*Input records*:
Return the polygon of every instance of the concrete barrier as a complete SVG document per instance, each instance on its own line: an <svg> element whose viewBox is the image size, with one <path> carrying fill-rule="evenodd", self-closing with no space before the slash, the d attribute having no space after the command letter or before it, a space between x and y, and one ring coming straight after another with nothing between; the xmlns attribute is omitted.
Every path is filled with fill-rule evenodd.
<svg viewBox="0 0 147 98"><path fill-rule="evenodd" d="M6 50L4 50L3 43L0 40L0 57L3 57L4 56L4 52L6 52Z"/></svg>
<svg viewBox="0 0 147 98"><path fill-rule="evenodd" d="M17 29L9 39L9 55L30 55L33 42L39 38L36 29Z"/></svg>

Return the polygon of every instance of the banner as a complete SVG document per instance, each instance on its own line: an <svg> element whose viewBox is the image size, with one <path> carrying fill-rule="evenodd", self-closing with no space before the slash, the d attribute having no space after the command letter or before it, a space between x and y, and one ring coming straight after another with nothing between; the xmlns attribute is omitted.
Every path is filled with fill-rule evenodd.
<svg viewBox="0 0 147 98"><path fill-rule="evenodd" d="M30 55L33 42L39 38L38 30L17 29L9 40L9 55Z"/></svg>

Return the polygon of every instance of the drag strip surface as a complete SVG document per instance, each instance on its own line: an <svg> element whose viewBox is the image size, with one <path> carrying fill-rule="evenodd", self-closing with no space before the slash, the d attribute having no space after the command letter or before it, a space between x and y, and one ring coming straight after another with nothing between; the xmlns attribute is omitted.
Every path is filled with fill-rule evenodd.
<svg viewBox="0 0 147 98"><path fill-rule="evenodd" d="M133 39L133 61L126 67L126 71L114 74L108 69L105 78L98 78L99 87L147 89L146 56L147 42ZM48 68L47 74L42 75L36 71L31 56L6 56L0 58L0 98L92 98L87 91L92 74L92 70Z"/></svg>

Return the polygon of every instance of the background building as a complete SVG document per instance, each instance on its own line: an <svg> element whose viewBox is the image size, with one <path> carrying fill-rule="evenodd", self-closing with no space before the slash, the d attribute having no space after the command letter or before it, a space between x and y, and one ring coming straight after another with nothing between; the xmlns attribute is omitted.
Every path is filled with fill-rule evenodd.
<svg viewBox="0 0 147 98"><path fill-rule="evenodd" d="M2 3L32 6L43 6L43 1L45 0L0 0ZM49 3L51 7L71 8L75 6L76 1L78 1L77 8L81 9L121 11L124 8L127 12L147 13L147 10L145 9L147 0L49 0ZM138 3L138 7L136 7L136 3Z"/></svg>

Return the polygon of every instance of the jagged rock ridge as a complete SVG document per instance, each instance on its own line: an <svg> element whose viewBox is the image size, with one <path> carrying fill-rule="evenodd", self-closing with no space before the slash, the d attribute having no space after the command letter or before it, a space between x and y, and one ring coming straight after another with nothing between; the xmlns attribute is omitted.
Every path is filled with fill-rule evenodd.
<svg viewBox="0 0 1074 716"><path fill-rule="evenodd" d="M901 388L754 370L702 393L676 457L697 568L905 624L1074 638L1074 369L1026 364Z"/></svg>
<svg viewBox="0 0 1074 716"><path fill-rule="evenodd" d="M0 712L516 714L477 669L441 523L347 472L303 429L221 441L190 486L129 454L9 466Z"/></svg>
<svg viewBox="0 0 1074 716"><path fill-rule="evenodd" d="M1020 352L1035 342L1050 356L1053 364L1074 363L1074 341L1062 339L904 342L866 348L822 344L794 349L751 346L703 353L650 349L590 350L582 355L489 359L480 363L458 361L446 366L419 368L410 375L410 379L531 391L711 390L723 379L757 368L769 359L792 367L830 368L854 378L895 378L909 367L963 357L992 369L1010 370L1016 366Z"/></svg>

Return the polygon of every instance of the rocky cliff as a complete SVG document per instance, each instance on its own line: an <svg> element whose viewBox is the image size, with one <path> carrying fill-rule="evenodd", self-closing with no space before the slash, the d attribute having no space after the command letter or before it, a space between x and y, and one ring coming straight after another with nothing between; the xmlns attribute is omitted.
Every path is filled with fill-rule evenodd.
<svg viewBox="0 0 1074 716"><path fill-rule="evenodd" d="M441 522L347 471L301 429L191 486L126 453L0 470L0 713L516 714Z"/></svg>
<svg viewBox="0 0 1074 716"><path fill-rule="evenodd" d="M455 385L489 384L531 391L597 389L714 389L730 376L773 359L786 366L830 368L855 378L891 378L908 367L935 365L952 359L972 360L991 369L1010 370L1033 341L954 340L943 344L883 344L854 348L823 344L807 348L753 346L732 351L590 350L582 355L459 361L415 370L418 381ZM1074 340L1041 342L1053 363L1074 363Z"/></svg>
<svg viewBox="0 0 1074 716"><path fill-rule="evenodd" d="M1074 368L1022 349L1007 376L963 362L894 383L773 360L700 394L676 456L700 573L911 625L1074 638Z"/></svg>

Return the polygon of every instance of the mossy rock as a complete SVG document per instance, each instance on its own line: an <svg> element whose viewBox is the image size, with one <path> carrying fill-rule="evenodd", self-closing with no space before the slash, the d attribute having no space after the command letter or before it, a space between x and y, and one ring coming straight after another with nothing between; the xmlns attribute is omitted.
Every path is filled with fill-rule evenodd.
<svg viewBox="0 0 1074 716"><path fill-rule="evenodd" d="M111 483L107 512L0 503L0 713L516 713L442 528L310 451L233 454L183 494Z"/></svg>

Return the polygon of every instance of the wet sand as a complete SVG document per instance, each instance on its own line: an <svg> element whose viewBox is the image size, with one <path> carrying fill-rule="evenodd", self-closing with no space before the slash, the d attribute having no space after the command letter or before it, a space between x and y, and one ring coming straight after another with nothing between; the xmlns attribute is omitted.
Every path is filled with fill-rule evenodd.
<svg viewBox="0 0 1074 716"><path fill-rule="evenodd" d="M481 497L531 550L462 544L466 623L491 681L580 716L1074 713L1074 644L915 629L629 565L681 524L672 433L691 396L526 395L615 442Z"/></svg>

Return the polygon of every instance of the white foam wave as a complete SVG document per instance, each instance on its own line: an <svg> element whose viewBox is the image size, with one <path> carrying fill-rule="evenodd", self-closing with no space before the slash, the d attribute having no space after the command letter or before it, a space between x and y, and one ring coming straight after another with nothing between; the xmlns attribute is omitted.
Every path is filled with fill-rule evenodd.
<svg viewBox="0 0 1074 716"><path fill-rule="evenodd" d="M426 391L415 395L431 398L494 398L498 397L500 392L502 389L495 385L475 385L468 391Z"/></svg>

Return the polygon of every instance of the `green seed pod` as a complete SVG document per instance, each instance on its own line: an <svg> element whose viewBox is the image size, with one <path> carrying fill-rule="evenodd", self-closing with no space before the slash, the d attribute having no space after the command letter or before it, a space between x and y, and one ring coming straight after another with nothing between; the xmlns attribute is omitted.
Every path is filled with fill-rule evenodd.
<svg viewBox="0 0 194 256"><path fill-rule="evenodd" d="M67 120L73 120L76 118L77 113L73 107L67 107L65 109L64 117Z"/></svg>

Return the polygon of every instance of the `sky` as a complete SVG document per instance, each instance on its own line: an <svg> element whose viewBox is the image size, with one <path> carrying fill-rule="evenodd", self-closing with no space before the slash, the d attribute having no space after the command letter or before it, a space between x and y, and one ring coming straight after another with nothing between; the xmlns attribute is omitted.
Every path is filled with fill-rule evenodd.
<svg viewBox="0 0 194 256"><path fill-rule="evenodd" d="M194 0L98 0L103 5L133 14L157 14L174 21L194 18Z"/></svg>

*Given request*:
Copy the listing above verbatim, from the line with "Return the polygon of every instance of the wet" to the line with "497L531 550L462 544L466", including both of those lines.

*Output*:
Return the polygon of every instance of the wet sand as a complete SVG document per instance, each instance on its own line: an <svg> element whose viewBox is the image size, with one <path> carrying fill-rule="evenodd", self-closing with no space before the slash, the d attribute having no space after the command letter or before it, a space between x and y, and one ring coming straight after another with nothing between; the xmlns attribute is omitted.
Every path is filled with fill-rule evenodd.
<svg viewBox="0 0 1074 716"><path fill-rule="evenodd" d="M481 497L531 550L462 544L466 623L491 681L580 716L1074 713L1074 644L915 629L629 565L681 524L672 433L691 396L526 395L615 442Z"/></svg>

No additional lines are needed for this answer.